[Data listing]

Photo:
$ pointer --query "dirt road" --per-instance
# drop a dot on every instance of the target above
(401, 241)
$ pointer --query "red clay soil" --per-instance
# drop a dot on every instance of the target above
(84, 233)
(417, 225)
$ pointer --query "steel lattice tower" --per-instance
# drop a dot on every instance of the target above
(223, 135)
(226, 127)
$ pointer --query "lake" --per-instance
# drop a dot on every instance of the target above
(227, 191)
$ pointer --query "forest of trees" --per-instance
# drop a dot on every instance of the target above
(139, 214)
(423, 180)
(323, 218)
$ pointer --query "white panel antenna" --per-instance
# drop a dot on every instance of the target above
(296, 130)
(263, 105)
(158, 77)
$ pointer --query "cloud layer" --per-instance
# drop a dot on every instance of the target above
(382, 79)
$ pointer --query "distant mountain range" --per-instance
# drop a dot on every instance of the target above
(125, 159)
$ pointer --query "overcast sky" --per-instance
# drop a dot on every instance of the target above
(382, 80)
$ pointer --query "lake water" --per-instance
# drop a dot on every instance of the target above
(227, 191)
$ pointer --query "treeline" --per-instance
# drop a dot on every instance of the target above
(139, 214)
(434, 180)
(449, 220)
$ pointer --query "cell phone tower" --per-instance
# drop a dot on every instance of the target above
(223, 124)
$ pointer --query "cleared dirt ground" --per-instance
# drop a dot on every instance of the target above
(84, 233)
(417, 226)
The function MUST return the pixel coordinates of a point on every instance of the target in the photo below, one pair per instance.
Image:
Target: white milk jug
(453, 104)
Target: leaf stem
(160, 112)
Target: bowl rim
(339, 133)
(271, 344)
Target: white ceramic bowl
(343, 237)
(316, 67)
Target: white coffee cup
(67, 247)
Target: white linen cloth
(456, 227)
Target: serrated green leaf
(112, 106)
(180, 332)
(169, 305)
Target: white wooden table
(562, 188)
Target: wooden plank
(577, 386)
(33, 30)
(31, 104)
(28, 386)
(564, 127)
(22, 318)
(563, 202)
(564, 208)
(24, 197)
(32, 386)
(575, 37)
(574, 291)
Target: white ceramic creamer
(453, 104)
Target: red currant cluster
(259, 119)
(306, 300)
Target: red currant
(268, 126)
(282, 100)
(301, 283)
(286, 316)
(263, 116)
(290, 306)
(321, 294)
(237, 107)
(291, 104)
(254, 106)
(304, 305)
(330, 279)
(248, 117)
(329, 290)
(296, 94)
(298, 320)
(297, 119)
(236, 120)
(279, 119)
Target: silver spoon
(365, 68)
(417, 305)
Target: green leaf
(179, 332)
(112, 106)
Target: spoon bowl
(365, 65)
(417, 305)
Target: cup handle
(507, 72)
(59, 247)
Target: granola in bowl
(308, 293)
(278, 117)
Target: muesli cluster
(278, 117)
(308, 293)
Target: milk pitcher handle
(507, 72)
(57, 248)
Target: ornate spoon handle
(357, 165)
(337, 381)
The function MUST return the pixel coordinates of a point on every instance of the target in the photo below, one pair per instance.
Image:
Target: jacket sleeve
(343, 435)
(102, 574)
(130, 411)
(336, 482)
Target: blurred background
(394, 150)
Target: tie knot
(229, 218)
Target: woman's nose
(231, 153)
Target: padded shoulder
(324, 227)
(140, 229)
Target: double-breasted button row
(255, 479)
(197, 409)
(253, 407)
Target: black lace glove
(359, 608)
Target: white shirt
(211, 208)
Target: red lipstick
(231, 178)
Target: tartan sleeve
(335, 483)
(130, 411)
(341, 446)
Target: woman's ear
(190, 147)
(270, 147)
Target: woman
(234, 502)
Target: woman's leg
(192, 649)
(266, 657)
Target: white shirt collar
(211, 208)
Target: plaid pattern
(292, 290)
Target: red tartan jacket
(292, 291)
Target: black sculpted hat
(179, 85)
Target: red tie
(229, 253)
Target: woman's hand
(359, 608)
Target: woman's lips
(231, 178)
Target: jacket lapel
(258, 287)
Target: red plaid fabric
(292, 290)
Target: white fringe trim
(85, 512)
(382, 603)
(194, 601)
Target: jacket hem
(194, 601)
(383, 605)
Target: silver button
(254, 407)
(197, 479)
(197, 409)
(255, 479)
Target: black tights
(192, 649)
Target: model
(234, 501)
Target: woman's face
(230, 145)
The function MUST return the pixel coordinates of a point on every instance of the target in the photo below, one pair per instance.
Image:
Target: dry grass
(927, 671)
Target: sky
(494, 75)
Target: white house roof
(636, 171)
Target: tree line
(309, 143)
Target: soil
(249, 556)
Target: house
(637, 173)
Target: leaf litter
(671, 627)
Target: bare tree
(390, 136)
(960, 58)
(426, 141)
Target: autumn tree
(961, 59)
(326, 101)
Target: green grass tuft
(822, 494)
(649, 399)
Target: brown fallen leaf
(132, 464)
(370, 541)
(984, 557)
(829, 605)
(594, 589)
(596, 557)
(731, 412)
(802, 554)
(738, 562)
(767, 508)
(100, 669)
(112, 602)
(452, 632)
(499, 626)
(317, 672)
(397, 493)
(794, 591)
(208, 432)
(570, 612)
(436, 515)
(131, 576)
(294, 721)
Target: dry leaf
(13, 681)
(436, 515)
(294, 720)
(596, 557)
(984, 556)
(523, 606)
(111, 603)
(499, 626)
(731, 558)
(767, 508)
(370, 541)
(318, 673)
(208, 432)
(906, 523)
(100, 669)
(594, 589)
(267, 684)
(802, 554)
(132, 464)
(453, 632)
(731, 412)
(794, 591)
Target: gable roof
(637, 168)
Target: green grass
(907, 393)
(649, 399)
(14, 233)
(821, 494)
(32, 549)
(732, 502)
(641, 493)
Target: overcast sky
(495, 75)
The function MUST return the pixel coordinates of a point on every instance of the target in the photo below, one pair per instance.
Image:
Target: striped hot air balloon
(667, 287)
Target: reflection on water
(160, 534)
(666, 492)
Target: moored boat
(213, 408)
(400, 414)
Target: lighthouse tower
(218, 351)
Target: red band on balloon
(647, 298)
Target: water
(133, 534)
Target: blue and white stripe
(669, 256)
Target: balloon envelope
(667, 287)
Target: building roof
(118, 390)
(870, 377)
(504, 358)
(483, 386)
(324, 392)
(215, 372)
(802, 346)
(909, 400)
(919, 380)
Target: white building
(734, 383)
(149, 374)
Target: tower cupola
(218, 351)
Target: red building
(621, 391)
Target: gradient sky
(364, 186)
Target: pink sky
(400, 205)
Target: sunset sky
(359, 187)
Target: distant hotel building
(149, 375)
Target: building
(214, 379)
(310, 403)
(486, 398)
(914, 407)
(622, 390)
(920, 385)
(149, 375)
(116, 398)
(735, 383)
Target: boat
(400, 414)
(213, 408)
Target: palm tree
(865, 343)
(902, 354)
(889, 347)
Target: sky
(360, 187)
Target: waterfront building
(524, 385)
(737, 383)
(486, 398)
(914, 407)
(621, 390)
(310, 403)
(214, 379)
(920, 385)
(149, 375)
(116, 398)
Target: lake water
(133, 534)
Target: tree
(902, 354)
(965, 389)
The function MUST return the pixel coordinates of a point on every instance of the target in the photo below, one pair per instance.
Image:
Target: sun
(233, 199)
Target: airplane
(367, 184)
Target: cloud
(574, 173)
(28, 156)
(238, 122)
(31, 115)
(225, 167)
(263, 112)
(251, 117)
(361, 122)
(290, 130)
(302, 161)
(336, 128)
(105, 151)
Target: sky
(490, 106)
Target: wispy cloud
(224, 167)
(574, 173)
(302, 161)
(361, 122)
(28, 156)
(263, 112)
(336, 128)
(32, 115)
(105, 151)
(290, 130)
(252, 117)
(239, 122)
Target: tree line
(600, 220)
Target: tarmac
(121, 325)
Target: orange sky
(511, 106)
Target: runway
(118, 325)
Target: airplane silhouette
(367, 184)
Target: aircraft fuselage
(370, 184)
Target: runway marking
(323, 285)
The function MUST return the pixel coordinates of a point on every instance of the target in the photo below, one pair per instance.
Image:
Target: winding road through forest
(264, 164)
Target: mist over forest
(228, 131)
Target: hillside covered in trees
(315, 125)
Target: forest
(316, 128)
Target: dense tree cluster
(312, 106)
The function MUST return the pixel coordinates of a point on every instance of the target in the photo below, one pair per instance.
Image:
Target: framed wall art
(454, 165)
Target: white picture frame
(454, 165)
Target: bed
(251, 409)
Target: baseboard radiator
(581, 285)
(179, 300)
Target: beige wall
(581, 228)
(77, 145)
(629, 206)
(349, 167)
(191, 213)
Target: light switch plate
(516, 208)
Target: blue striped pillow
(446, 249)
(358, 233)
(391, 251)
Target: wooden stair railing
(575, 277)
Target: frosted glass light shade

• _Task goal_: Starting at the line that contains "Target: cloud", write out every line to the end of the entries, exactly as given.

• _Finished task_:
Target: cloud
(574, 173)
(28, 156)
(238, 122)
(31, 115)
(225, 167)
(263, 112)
(251, 117)
(361, 122)
(290, 130)
(302, 161)
(336, 128)
(105, 151)
Target: sky
(490, 106)
Target: wispy cloud
(224, 167)
(574, 173)
(302, 161)
(361, 122)
(28, 156)
(263, 112)
(336, 128)
(32, 115)
(105, 151)
(290, 130)
(252, 117)
(239, 122)
Target: tree line
(600, 220)
Target: tarmac
(121, 325)
Target: orange sky
(511, 106)
Target: runway
(118, 325)
Target: airplane silhouette
(367, 184)
Target: aircraft fuselage
(370, 184)
Target: runway marking
(323, 285)
The function MUST return the pixel coordinates of a point on every instance of the target in the photo below, one pair per instance.
Image:
Target: winding road through forest
(264, 164)
Target: mist over forest
(228, 131)
Target: hillside covered in trees
(315, 125)
Target: forest
(316, 128)
Target: dense tree cluster
(312, 106)
The function MUST return the pixel coordinates of a point on every instance of the target in the photo below, one pair per instance.
Image:
Target: framed wall art
(454, 165)
Target: white picture frame
(454, 165)
Target: bed
(251, 409)
Target: baseboard radiator
(581, 285)
(179, 300)
Target: beige wall
(581, 228)
(77, 145)
(629, 206)
(349, 167)
(191, 213)
Target: light switch plate
(516, 208)
Target: blue striped pillow
(446, 249)
(358, 233)
(391, 251)
Target: wooden stair railing
(575, 277)
Target: frosted glass light shade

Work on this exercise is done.